Indeed, in recent years the number of vision-based research articles addressing these topics is growing. To promote systematization of the field, as well as to provide an overview of the methods that can be used as a baseline for future work, this paper aims to provide a comprehensive survey of articles in this area, focusing on the visual modality. Based on the survey, we also provide technical best-practice recommendations for future work in the area, and propose future steps to further promote the field of animal affective computing.

2 Survey Scope and Structure

This survey covers works addressing automated recognition of pain and emotions in animals using computer vision techniques. This means that many interesting works related to automation of recognition of behavior in animals are left out of scope, including the large and important fields of animal motion tracking, precision livestock farming, methods for landmarks detection and 3D modeling of animal shapes. Moreover, due to our vision focus, we only consider research focused on the analysis of images or video, excluding works that are based on audio, wearable sensor data, or physiological signals.

We begin with an overview of relevant background within affective states research in non-human mammals (hereafter referred to as mammals) in Sect. 3. This section will be rather condensed, as previously published work covers this topic well. We provide pointers to this literature and summarize the findings. Section 4 provides an overview of computer vision-based approaches for classification of internal affective states in animals. We also include articles that perform facial AU recognition, since this task is closely connected to pain or affective states assessment. The articles included were identified by web search on Google using the terms ‘automated animal pain/affect/emotion recognition/detection’, ‘pain/affect/emotion recognition/detection in animals’, ‘computer vision based recognition of pain/affect/emotion in animals’, and by tracing references of the different works on Google Scholar.

**EXERCISE INSTRUCTIONS**
A – Transcribe the stretch of the survey excerpt from "Indeed, in recent" through "animal affective computing." word for word.
B – In the survey excerpt, which kinds of works are left out because of the vision focus?
Answer from the survey excerpt alone, not from the data.

**RECORDED INFORMATION**
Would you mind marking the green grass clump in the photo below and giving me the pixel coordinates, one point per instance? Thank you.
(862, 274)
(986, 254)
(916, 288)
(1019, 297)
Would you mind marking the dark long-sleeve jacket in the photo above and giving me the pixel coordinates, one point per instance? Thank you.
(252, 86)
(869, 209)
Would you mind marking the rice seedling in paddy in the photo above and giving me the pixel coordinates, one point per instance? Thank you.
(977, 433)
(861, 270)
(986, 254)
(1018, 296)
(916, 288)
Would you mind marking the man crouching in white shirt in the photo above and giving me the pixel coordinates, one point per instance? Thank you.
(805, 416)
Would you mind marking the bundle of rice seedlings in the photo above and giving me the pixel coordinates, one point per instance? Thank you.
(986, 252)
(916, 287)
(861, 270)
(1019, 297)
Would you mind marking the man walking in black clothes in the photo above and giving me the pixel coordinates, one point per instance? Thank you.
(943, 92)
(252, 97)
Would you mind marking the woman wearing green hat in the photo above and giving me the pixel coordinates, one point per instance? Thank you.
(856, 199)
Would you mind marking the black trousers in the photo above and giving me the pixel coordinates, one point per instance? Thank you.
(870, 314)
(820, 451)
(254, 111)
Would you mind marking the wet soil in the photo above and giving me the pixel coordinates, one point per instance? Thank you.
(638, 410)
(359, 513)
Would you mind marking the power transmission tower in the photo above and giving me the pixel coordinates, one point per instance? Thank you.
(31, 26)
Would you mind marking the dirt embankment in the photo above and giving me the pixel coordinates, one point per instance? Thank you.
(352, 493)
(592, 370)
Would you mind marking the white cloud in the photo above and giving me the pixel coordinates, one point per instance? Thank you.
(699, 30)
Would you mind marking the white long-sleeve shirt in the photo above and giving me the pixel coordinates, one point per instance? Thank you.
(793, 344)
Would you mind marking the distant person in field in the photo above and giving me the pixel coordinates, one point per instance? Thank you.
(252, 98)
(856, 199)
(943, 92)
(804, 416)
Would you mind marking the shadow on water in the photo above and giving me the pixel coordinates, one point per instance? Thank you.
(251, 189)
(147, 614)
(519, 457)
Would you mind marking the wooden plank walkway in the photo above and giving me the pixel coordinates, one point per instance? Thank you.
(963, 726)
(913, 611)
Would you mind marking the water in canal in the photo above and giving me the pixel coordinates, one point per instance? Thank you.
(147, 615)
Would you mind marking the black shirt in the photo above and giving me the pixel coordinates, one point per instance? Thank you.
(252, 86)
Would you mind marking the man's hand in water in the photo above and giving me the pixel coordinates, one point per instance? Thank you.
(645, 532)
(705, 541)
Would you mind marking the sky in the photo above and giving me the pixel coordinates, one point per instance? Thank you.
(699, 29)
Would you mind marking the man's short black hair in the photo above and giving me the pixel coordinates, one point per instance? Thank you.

**EXPECTED OUTPUTS**
A –
Indeed, in recent years the number of vision-based research articles addressing these topics is growing. To promote systematization of the field, as well as to provide an overview of the methods that can be used as a baseline for future work, this paper aims to provide a comprehensive survey of articles in this area, focusing on the visual modality. Based on the survey, we also provide technical best-practice recommendations for future work in the area, and propose future steps to further promote the field of animal affective computing.

B – Works based on audio, wearable sensor data, or physiological signals.